(EXERCISE GOAL):
Rewrite the lines from the line with "For the photo above, indicate every instance of the black dress" to the line with "column 55, row 524", replacing "black dress shoe" with "brown leather boot" and leaving everything else the same.
## start PROVIDED RECORDS
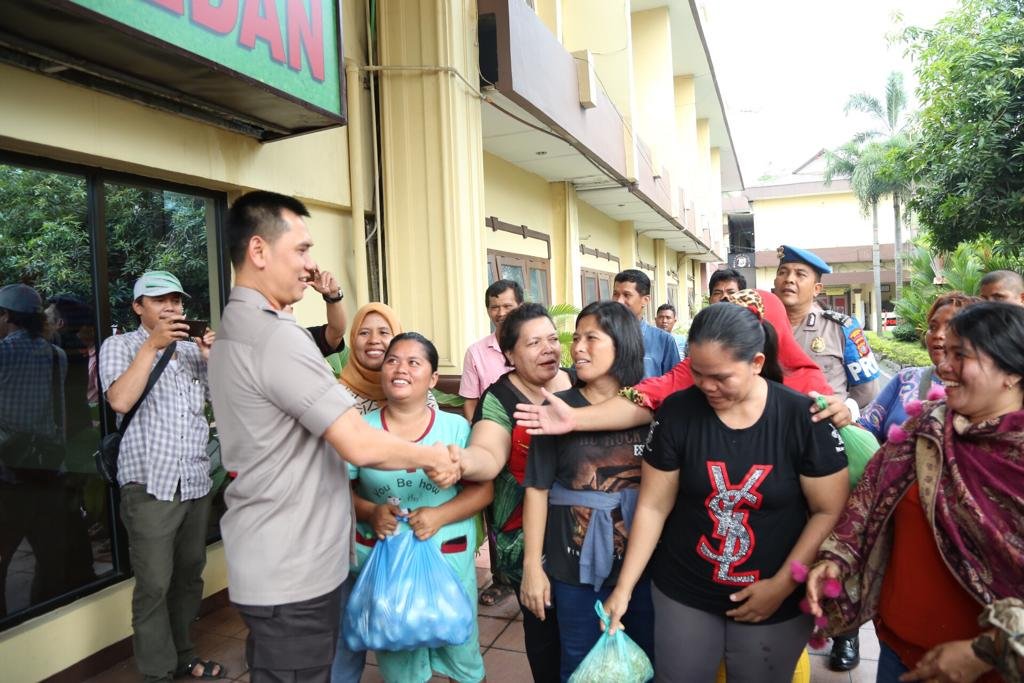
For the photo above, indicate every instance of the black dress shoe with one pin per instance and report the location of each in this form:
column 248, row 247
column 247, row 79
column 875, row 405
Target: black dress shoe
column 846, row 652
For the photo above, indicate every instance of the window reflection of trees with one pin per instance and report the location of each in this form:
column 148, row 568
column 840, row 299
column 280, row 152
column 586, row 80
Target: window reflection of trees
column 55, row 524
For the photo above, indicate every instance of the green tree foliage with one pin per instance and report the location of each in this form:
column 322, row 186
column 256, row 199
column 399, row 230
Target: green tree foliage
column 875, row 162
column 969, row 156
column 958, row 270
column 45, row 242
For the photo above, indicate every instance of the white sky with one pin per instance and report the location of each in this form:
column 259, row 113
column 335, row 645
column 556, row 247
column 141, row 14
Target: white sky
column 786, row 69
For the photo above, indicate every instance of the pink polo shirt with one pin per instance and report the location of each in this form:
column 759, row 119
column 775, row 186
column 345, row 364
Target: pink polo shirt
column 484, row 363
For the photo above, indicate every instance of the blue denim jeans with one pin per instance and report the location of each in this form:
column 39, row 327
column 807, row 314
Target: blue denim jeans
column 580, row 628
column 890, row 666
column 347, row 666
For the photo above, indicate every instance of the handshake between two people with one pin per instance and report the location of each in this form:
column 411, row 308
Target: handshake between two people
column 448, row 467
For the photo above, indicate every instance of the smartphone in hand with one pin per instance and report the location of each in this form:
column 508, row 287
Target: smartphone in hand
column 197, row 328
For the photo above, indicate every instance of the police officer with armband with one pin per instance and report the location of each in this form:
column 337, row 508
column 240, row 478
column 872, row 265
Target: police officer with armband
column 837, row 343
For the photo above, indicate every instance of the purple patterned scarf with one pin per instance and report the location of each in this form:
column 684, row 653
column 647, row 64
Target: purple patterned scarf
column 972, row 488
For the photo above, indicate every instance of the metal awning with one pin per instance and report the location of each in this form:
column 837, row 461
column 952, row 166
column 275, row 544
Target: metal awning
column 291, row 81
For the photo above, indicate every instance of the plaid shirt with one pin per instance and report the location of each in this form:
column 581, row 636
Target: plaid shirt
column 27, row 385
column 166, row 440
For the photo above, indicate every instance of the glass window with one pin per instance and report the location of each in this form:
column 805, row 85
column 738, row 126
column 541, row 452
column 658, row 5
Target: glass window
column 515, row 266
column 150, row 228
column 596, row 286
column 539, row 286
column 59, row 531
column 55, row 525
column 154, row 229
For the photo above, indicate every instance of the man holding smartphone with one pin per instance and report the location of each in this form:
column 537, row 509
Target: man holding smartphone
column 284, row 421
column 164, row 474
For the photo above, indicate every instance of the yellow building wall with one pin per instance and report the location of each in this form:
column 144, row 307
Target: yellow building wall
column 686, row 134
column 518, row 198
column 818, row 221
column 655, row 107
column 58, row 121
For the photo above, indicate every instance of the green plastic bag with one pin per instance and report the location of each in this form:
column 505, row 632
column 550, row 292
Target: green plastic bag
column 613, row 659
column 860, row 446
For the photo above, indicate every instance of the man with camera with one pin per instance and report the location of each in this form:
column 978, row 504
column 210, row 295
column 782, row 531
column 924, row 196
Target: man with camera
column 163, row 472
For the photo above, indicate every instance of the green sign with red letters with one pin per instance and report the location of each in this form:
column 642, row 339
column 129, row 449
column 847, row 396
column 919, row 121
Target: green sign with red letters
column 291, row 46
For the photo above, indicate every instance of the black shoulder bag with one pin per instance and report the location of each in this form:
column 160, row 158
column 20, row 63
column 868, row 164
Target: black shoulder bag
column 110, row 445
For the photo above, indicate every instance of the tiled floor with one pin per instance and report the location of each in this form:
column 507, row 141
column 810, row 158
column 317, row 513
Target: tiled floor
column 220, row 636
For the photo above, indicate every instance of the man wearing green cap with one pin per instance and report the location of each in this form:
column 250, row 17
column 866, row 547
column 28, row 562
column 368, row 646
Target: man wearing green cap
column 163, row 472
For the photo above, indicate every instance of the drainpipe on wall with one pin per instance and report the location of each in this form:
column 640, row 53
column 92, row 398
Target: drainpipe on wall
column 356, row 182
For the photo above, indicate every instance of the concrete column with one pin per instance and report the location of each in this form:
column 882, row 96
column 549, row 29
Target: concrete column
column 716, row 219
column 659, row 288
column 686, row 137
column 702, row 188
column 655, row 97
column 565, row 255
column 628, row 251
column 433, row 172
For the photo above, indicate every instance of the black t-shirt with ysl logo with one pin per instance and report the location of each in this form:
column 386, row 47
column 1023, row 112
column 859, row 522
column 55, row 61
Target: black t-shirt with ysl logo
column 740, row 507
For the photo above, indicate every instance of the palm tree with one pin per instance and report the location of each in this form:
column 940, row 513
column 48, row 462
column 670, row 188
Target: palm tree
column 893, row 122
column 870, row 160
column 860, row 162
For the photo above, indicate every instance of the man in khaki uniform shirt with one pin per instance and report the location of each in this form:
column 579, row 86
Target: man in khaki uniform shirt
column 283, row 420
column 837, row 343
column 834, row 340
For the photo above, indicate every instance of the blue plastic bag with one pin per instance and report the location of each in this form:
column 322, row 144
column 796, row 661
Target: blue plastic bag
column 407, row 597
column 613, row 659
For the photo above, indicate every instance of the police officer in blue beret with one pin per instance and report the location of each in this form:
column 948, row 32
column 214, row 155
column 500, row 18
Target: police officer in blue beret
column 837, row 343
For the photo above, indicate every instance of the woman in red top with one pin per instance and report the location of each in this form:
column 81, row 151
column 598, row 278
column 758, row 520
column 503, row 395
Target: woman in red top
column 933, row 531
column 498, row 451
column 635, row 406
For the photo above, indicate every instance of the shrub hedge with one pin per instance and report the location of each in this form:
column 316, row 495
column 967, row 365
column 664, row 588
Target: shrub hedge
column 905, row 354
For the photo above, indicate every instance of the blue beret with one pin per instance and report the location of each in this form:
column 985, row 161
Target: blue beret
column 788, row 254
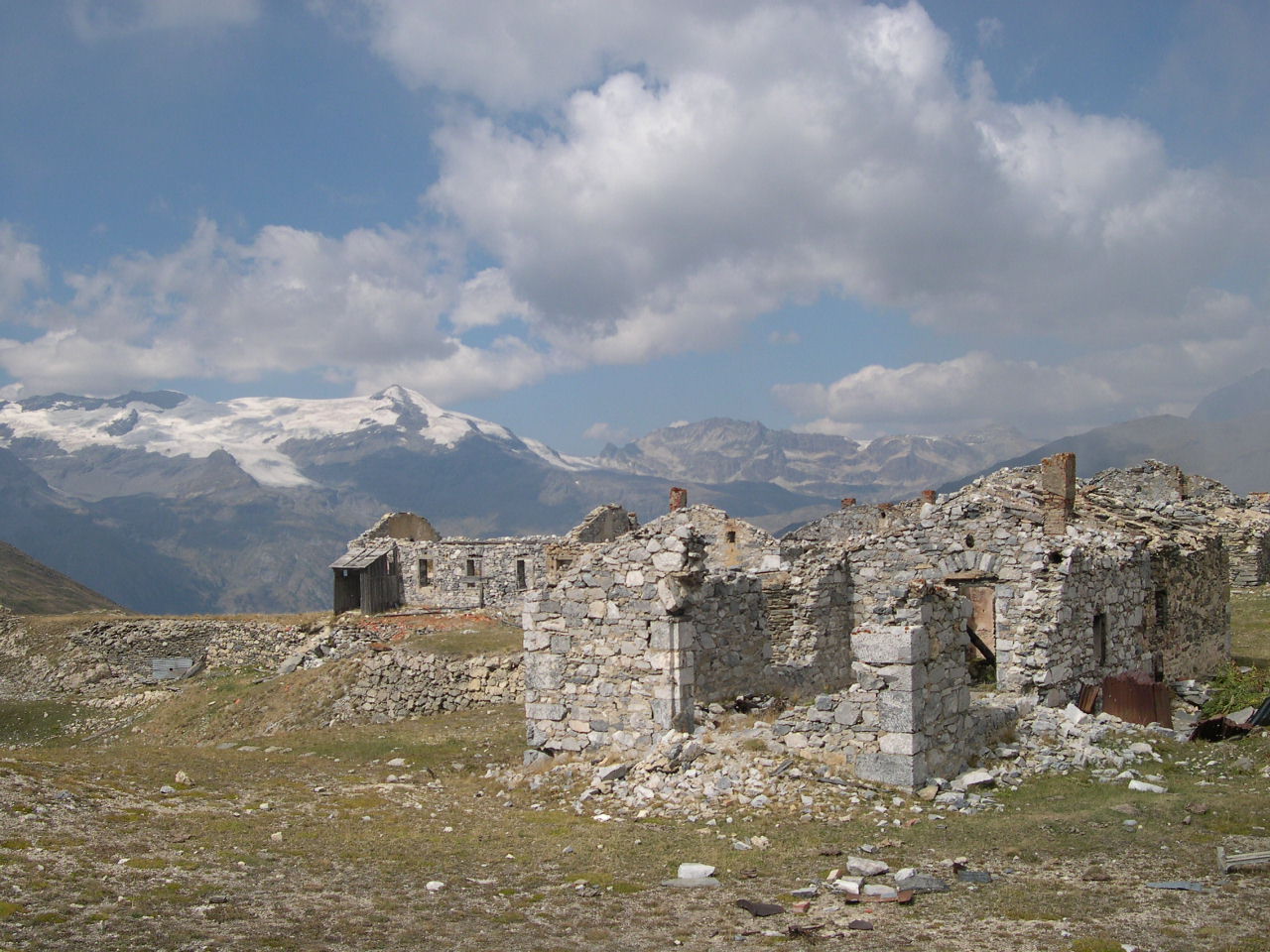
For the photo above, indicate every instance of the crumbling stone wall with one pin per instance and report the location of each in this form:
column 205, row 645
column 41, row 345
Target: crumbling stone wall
## end PROVIDED RECORDS
## start PROVIDED RECORDS
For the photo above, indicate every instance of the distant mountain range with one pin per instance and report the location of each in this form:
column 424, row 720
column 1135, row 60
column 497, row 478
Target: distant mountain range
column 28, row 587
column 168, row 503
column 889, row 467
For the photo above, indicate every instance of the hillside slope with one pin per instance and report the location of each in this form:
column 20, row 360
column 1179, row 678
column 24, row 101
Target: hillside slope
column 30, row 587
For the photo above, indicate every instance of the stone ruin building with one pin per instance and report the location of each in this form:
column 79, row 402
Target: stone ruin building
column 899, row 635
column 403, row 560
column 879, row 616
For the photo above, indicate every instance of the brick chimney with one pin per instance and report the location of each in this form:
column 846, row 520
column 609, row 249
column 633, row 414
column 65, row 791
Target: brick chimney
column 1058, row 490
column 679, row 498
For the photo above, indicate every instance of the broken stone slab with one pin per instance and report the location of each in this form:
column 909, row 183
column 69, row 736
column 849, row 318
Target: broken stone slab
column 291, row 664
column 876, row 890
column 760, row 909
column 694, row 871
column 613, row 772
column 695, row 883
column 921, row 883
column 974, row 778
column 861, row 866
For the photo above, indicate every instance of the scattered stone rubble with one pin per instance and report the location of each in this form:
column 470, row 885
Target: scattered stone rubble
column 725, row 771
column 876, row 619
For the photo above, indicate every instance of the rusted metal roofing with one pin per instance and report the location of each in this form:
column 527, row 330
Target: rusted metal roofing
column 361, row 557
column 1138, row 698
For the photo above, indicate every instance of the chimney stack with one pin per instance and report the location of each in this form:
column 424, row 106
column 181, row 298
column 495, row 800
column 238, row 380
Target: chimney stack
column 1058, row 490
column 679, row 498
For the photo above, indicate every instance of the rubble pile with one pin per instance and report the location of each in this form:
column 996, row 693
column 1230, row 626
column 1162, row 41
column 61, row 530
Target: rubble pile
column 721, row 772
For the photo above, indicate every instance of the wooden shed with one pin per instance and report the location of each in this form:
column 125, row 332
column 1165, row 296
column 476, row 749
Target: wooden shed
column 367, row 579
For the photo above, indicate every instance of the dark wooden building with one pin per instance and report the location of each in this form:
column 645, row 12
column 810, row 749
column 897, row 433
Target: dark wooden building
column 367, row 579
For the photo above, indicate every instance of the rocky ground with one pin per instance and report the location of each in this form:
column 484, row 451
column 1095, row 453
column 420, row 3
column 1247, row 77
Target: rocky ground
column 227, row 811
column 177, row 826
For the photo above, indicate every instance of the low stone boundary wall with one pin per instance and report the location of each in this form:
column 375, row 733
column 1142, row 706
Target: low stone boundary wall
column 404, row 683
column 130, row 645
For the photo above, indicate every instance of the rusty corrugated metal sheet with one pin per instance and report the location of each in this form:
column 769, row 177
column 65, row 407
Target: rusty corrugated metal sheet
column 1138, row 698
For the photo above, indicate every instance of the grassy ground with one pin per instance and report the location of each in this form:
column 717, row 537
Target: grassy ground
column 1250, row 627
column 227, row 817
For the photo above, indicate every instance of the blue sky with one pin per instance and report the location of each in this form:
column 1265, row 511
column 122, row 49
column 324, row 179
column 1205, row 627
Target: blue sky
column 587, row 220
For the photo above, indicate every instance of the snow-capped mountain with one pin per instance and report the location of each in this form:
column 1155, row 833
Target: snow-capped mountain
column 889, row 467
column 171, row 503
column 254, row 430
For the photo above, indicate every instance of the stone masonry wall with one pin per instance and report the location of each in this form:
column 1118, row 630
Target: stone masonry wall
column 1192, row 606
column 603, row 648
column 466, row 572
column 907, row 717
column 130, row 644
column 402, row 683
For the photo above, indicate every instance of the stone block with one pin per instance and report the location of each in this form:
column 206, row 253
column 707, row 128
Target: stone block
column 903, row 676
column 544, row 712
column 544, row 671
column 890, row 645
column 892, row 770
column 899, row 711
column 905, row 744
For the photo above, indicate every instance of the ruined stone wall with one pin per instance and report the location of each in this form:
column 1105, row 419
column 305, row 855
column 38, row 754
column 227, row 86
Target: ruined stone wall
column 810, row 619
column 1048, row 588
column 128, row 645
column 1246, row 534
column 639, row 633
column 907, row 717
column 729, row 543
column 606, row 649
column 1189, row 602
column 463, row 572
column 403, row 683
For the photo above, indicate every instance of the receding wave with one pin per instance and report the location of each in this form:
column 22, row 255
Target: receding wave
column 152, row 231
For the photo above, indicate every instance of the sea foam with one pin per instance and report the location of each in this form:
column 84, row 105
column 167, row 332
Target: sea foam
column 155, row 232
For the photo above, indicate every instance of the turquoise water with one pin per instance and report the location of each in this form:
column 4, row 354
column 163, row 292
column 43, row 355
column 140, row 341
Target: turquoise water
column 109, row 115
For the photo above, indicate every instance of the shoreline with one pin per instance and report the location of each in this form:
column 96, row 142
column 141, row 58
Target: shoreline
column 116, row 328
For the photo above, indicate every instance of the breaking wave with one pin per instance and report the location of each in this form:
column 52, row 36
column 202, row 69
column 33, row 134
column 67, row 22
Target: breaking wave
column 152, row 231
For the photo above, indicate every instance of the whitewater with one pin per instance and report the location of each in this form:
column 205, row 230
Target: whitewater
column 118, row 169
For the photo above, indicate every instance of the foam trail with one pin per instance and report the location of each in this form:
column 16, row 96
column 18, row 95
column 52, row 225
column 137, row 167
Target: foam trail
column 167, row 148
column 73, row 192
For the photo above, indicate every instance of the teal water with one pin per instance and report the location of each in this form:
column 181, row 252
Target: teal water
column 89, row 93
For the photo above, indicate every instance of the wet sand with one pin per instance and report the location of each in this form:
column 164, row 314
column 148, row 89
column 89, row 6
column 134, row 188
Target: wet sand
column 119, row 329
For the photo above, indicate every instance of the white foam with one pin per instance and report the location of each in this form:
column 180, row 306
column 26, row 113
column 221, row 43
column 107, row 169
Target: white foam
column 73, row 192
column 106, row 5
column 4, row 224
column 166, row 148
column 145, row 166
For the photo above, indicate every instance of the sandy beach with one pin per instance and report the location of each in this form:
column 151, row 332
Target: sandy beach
## end PROVIDED RECORDS
(FINAL RESULT):
For the photo above, indicate every instance of the brown leather boot with one pin per instance and report the location of each in this form:
column 248, row 247
column 247, row 79
column 875, row 405
Target: brown leather boot
column 846, row 652
For the photo above, indicate every instance of the window reflection of trees with one pin per instance and report the location of each in this form:
column 148, row 568
column 840, row 299
column 280, row 152
column 586, row 80
Target: window reflection of trees
column 55, row 524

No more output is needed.